**Excerpt:**
Hotties leave us cold

Glam girl
Andrew McCarthy and Lindsay Price in Lipstick
Jungle.
HOW do "they" research what "we", the frustrated TV viewing housewives, find sexy? Do they talk to any real women? Because we keep seeing the same old cliches with such alarming regularity that perhaps nobody has told these guys we don't want our $400 dry-clean-only blouses ripped from our heaving breasts while getting banged senseless on a table full of fruit at an angle that could only result in limping painfully for weeks and visits to the chiropractor. We've seen so many young rippling brown male torsos since Tom Williams's that they've lost meaning. That Kirby boy on Lipstick Jungle stripped off to reveal a glossy abdominal tray of what appeared to be hot cross buns. They were his abs and we're supposed to want 'em, bad.
Do we? All of these Cashmere-Lipstick people and their steamy sex lives seem contrived to a degree that makes Mills and Boon read like literature. Were Sex And The City and This Life the only shows that ever got the sex right? (I still think Rich Man, Poor Man had the most memorable make-out scenes but I was nine and easily impressed.)
But what would do it now, if not a blond boy of roughly school age writhing on a table full of fruit? Do they ever show fantasy boy, ever so seductively returning the ice-cube container to the freezer - with water in it? No. Do these oiled-up hotties ever take out the garbage, as if it was their idea, as if they want to? Never.
Do they ever take the panting woman's car for a service and leave their car for the day? They just don't think these things through. Instead, the women with whom we are supposed to identify (although they don't own one dog-food-stained pair of tracksuit pants) have wild violent sex that was not their idea and lose an expensive outfit a week.

(Records from a collection)
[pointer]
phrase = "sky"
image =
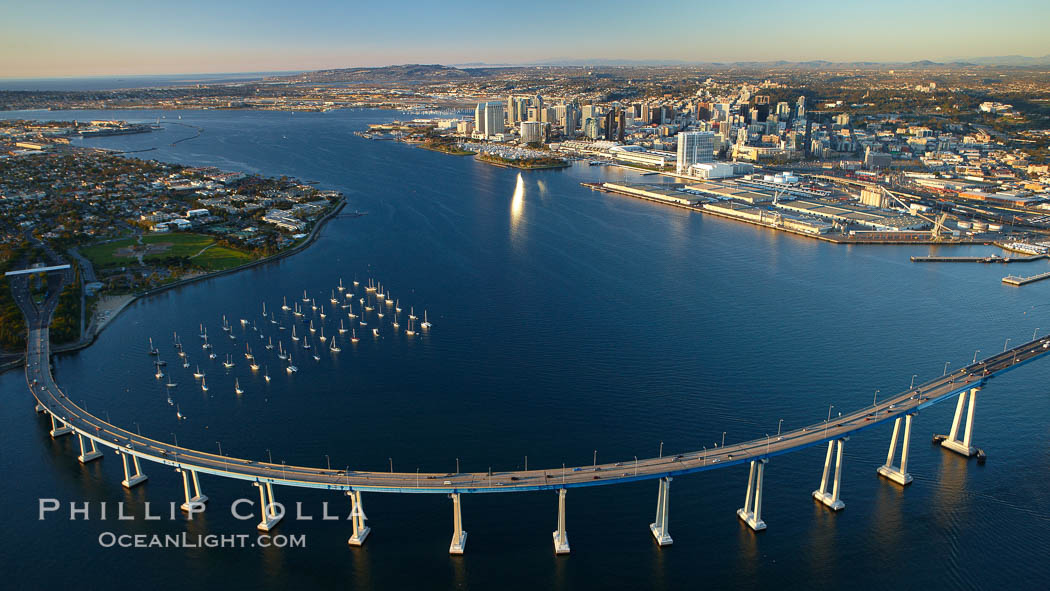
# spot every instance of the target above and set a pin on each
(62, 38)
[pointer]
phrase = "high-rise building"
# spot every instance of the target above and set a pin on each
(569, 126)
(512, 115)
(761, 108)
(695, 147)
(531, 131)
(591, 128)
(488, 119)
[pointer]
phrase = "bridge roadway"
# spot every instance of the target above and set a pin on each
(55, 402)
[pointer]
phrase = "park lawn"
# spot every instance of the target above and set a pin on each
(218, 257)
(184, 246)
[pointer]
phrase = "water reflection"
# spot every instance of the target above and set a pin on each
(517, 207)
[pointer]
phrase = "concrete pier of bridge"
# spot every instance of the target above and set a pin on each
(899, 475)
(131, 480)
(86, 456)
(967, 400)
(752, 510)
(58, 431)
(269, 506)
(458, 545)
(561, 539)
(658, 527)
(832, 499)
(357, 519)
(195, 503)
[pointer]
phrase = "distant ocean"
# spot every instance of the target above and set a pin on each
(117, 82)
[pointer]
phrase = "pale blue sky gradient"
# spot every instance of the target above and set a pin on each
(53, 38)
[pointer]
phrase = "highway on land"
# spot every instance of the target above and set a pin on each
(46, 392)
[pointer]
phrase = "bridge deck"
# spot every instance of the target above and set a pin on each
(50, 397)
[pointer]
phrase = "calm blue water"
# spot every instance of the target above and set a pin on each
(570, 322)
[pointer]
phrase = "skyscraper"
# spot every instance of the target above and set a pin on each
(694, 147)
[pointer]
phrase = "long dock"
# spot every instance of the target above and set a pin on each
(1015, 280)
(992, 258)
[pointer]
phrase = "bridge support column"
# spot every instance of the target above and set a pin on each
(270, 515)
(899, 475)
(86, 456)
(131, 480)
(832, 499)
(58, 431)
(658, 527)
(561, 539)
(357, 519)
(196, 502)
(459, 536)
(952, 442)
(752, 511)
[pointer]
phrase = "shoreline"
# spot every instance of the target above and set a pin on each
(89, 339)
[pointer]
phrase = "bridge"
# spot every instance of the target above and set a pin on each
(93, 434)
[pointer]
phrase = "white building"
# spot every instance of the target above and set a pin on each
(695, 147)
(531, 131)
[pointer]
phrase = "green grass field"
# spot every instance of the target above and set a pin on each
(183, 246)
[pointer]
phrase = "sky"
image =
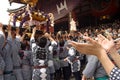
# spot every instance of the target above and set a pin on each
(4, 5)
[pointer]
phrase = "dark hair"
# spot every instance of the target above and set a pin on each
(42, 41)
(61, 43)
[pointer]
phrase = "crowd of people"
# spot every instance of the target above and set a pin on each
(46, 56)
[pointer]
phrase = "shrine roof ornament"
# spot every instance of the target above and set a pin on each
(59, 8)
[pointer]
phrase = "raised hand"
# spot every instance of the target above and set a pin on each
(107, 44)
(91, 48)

==

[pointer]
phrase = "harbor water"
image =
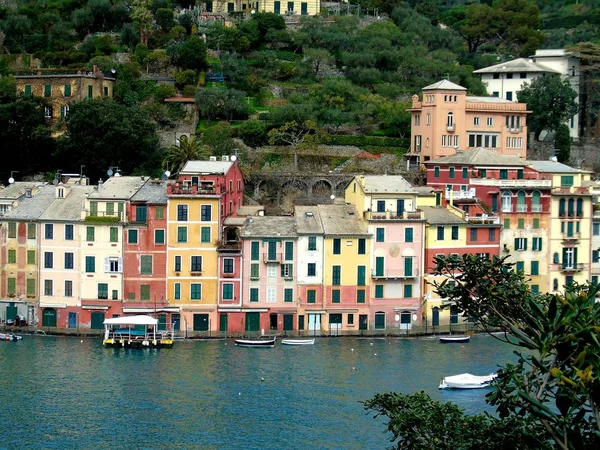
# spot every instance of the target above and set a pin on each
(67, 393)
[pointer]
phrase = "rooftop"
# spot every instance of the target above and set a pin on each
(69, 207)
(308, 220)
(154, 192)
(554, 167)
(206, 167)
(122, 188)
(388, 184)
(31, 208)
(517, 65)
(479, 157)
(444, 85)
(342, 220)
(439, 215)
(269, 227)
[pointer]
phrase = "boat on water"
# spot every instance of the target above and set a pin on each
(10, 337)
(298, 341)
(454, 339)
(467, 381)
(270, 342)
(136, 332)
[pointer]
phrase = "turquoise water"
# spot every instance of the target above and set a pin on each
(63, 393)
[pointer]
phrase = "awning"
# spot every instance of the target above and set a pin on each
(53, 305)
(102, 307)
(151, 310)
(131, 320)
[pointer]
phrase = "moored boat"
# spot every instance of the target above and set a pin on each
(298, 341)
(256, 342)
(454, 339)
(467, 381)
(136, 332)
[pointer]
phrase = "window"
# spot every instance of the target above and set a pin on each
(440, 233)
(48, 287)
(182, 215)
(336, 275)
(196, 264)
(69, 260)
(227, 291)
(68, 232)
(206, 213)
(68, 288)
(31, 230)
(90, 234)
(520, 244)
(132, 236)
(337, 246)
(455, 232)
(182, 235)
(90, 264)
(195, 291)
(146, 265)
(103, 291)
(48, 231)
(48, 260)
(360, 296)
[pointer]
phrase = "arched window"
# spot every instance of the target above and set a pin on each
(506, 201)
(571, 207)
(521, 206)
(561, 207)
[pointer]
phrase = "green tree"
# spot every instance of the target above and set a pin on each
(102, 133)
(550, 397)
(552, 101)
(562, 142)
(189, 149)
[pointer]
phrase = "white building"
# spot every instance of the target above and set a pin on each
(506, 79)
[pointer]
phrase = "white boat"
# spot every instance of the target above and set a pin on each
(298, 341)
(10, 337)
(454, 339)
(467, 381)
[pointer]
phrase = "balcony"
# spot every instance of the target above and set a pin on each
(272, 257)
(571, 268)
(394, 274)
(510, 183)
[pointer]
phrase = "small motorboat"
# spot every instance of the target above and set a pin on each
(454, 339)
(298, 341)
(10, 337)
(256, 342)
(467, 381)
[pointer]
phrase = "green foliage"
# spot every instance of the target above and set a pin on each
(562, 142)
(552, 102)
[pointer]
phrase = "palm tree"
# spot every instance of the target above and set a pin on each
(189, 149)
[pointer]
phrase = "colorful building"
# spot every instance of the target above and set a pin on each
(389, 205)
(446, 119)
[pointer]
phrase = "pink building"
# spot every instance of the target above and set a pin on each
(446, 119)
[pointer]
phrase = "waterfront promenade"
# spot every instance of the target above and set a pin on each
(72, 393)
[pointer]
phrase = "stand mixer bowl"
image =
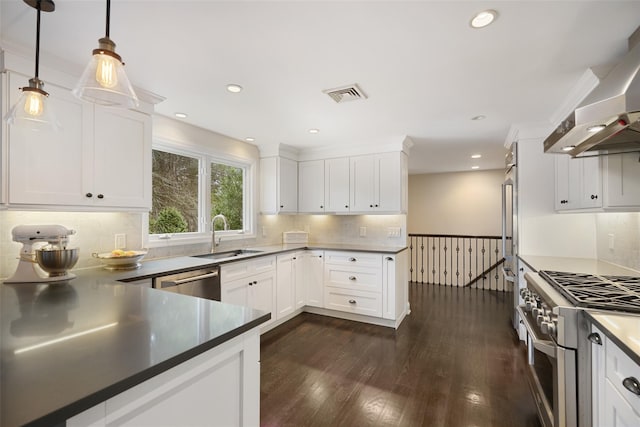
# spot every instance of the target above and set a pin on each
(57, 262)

**Questions on the material:**
**a.** According to the column, what did the abs of the Kirby boy on Lipstick Jungle appear to be?
**b.** Do these statements agree with the column? Answer yes or no for each and quote the deciding words. (i) The writer was nine when watching Rich Man, Poor Man. (ii) The blouses mentioned cost $200. (iii) The fantasy men on these shows take out the garbage.
**c.** Write out the part of the column between "Do we? All of" and "want to? Never.", inclusive.

**Answers by task:**
**a.** Hot cross buns.

**b.**
(i) Yes: "I was nine and easily impressed"
(ii) No: "$400 dry-clean-only blouses"
(iii) No: "Do these oiled-up hotties ever take out the garbage, as if it was their idea, as if they want to? Never."

**c.**
Do we? All of these Cashmere-Lipstick people and their steamy sex lives seem contrived to a degree that makes Mills and Boon read like literature. Were Sex And The City and This Life the only shows that ever got the sex right? (I still think Rich Man, Poor Man had the most memorable make-out scenes but I was nine and easily impressed.)
But what would do it now, if not a blond boy of roughly school age writhing on a table full of fruit? Do they ever show fantasy boy, ever so seductively returning the ice-cube container to the freezer - with water in it? No. Do these oiled-up hotties ever take out the garbage, as if it was their idea, as if they want to? Never.